┌─ MATERIAL TO PROCESS
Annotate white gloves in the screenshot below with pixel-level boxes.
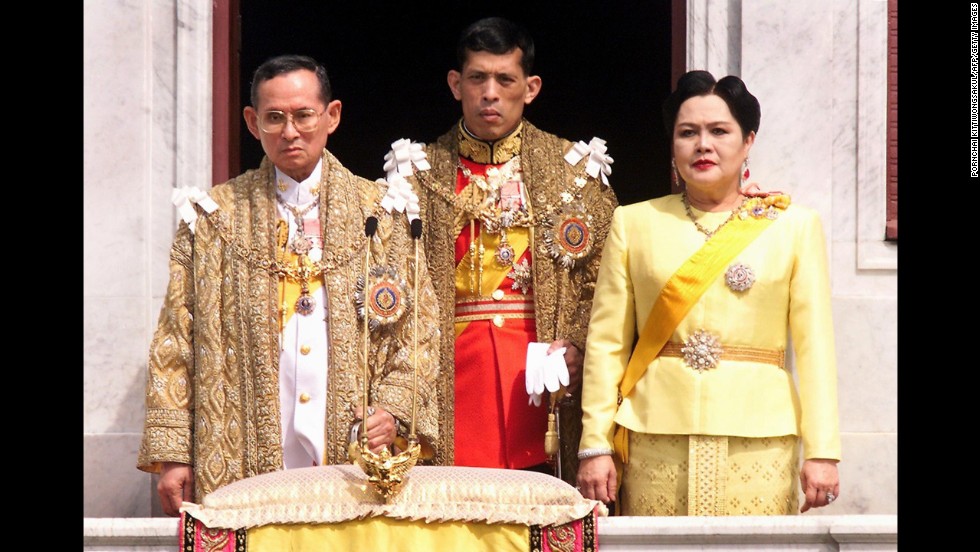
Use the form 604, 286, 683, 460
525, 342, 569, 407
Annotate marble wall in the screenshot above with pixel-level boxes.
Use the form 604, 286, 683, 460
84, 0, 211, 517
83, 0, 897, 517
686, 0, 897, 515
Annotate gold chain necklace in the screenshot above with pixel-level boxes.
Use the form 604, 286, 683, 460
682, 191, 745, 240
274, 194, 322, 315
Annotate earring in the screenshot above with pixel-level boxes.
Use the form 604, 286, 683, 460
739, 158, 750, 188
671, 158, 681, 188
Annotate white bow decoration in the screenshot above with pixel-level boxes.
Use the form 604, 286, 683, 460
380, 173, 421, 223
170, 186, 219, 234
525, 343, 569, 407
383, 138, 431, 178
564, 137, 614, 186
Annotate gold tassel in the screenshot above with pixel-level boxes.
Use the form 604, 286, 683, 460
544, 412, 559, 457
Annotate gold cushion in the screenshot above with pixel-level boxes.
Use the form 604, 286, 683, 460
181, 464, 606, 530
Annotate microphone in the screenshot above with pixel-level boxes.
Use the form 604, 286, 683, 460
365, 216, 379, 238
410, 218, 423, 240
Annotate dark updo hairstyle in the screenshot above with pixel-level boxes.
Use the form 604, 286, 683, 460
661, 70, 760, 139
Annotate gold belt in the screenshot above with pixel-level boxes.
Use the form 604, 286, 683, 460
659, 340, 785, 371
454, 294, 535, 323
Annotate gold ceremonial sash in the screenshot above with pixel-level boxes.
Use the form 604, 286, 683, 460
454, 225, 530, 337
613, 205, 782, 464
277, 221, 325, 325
└─
┌─ MATERIAL TO PROCESS
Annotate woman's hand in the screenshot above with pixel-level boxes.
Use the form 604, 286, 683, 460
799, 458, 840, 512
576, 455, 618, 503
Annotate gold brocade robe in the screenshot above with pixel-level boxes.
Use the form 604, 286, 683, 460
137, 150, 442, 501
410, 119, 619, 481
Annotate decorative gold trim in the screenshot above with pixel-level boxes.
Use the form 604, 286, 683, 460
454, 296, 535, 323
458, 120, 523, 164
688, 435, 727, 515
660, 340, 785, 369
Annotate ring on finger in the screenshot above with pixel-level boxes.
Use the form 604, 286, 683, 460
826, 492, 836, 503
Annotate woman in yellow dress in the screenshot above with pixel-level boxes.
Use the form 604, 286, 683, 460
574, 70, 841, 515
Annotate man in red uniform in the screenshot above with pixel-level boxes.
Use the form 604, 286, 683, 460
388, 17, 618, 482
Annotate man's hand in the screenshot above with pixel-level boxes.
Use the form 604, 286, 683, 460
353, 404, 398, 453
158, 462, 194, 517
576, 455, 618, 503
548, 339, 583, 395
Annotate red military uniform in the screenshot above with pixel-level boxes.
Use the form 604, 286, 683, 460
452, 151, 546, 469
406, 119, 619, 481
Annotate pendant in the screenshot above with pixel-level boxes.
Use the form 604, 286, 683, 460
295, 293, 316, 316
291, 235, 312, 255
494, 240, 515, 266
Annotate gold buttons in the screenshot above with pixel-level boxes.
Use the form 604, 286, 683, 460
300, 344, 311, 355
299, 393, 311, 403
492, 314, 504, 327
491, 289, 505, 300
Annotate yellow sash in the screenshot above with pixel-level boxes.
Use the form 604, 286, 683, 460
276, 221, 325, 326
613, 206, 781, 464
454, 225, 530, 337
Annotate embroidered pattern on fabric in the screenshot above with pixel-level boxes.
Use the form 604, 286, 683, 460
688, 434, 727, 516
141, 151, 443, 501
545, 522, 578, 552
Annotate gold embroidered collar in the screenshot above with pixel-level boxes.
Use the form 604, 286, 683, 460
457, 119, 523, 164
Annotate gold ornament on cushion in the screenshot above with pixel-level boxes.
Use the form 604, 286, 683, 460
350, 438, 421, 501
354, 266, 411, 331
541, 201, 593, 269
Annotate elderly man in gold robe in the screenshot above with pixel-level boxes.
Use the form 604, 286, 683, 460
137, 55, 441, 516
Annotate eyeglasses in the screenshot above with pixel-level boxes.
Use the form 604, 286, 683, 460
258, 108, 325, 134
└─
■ THE TASK: Give again, exactly as written above, every line from the one holding "Annotate white gloves" to the one holding "Annotate dark updo", with both ends kept and the pictures left out.

■ EXERCISE RESPONSE:
Annotate white gloves in the screenshot below with pixel-level boxes.
Use the form 604, 286, 683, 460
525, 342, 569, 407
Annotate marble wall in the screenshot above with pixel-level boxes.
Use the form 604, 286, 683, 460
84, 0, 211, 517
83, 0, 897, 517
686, 0, 897, 515
Annotate gold chain necklace in the screenshot above with pixel-level boxes.
Use the form 604, 286, 683, 460
682, 191, 745, 240
274, 194, 322, 315
Annotate earring in the screenshot above with pixel-level boxes.
Use the form 604, 286, 683, 460
739, 158, 750, 188
671, 158, 681, 188
Annotate white bow decoration in the screenshot above with pixel-level boxes.
Use the form 604, 286, 683, 460
380, 173, 421, 223
170, 186, 219, 234
525, 343, 569, 407
383, 138, 431, 178
564, 137, 614, 186
Annotate gold tassel in the screenshot above with pixel-level boxes.
Use the form 604, 286, 683, 460
544, 412, 559, 457
Annotate gold cushion in the screenshot above with pixel-level boxes.
Use the form 604, 286, 683, 460
181, 464, 606, 530
Annotate microphone in the screenshot above with pixel-level boxes.
Use the form 604, 286, 683, 460
365, 216, 379, 238
410, 218, 423, 240
Annotate dark updo hairstyle in the screenshot above with pixel-level boxes.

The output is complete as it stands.